**WHAT TO DO:** Rewrite the listing below, starting at the line containing "of the rocky" and stopping after the last line of the listing, with "rocky cliff face" changed to "granite outcrop" and nothing else altered.

Listing of labeled points
☆ ☆ ☆ ☆ ☆

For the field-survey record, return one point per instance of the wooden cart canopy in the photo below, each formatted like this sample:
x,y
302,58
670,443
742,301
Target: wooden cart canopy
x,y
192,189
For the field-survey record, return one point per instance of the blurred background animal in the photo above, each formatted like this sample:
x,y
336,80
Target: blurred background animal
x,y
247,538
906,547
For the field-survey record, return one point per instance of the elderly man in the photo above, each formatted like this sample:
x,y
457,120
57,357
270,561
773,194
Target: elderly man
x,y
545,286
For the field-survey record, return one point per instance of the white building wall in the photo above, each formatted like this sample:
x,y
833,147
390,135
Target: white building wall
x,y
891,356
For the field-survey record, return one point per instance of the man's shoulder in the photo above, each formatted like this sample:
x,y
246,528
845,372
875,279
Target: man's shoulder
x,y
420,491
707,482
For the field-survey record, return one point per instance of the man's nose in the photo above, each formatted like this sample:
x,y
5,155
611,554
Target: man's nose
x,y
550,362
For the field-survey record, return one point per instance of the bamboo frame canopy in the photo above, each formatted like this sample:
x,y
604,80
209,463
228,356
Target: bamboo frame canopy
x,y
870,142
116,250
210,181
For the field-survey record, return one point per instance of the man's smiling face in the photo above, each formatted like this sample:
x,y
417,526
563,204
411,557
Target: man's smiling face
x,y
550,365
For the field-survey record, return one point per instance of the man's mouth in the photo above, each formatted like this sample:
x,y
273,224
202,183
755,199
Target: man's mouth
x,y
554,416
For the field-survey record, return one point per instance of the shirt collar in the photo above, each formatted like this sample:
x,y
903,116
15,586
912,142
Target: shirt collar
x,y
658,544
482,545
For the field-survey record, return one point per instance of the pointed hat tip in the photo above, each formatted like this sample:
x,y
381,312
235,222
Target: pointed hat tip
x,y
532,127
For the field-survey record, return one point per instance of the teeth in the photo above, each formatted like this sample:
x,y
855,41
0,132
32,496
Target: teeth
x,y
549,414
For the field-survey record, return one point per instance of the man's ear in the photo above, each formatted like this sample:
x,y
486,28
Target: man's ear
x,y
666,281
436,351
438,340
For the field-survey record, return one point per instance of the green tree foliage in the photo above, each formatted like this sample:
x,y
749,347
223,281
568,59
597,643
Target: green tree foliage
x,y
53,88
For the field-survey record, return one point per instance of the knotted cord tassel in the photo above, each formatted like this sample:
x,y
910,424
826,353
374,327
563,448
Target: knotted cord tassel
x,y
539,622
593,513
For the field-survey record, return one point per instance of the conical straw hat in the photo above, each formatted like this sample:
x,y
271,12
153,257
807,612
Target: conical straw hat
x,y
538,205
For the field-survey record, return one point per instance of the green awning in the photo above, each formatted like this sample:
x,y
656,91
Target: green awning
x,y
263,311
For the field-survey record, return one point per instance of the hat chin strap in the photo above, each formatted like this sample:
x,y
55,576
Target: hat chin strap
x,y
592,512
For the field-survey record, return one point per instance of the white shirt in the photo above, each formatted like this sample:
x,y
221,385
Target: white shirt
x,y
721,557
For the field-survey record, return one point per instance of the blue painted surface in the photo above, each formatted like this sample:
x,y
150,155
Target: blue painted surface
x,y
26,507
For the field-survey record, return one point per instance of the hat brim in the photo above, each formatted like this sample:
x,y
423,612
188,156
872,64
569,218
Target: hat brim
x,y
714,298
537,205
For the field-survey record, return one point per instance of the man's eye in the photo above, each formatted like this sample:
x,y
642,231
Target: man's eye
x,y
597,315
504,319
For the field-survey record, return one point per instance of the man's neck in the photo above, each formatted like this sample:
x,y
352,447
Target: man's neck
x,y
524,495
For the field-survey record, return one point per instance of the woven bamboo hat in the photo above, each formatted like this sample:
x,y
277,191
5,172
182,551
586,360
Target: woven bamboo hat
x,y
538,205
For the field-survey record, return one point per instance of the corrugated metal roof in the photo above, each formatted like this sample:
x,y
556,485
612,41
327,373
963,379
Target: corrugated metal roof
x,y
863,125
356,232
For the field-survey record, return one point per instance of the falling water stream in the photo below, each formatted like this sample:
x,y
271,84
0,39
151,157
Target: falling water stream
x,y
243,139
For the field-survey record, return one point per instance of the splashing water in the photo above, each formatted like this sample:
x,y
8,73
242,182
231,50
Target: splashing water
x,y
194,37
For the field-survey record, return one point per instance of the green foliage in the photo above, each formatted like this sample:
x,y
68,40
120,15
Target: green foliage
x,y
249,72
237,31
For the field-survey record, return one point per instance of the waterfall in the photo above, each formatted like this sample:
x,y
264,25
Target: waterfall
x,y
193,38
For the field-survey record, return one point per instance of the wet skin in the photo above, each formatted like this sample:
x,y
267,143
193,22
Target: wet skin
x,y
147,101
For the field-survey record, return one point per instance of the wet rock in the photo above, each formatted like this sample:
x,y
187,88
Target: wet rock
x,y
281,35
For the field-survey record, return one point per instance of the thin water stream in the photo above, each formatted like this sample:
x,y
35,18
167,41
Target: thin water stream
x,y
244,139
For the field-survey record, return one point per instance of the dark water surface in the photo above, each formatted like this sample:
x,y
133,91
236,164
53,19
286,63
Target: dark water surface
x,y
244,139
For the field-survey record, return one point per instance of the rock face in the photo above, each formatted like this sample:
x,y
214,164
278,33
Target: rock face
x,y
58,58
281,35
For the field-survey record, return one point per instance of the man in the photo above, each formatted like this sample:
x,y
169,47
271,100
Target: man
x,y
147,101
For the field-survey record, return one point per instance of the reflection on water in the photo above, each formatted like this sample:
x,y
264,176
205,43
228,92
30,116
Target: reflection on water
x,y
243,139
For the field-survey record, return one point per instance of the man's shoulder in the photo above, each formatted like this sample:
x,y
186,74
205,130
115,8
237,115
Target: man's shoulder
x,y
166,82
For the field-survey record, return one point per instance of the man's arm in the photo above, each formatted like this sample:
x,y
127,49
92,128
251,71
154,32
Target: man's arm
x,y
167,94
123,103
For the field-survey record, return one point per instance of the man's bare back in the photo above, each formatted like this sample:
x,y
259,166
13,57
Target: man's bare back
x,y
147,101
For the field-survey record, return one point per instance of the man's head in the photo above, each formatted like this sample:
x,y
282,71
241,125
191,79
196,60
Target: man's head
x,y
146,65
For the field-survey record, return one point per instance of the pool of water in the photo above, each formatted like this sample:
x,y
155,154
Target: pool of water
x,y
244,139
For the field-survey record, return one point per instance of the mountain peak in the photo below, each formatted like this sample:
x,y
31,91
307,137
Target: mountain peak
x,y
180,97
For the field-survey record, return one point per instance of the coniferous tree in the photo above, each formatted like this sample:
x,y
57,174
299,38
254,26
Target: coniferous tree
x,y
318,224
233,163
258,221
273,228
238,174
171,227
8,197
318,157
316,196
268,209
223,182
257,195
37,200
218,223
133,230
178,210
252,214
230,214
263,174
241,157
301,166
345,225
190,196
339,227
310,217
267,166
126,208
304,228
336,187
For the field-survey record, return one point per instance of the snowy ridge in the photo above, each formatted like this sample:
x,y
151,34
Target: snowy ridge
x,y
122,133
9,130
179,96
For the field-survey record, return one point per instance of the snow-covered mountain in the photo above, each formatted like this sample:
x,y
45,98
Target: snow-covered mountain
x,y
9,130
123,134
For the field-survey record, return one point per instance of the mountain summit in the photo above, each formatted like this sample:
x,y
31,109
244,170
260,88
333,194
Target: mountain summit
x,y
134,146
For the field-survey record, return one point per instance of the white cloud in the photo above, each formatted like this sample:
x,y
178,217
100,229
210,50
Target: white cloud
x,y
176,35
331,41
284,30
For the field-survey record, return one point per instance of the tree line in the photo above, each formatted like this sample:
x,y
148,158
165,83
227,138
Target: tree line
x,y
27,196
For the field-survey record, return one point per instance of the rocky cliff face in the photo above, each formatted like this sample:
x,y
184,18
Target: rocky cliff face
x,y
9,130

☆ ☆ ☆ ☆ ☆

**ANSWER TO THIS TASK:**
For the field-survey record, return one point per instance of the granite outcrop in the photo above, each formatted like this sample:
x,y
184,18
Target: granite outcrop
x,y
9,130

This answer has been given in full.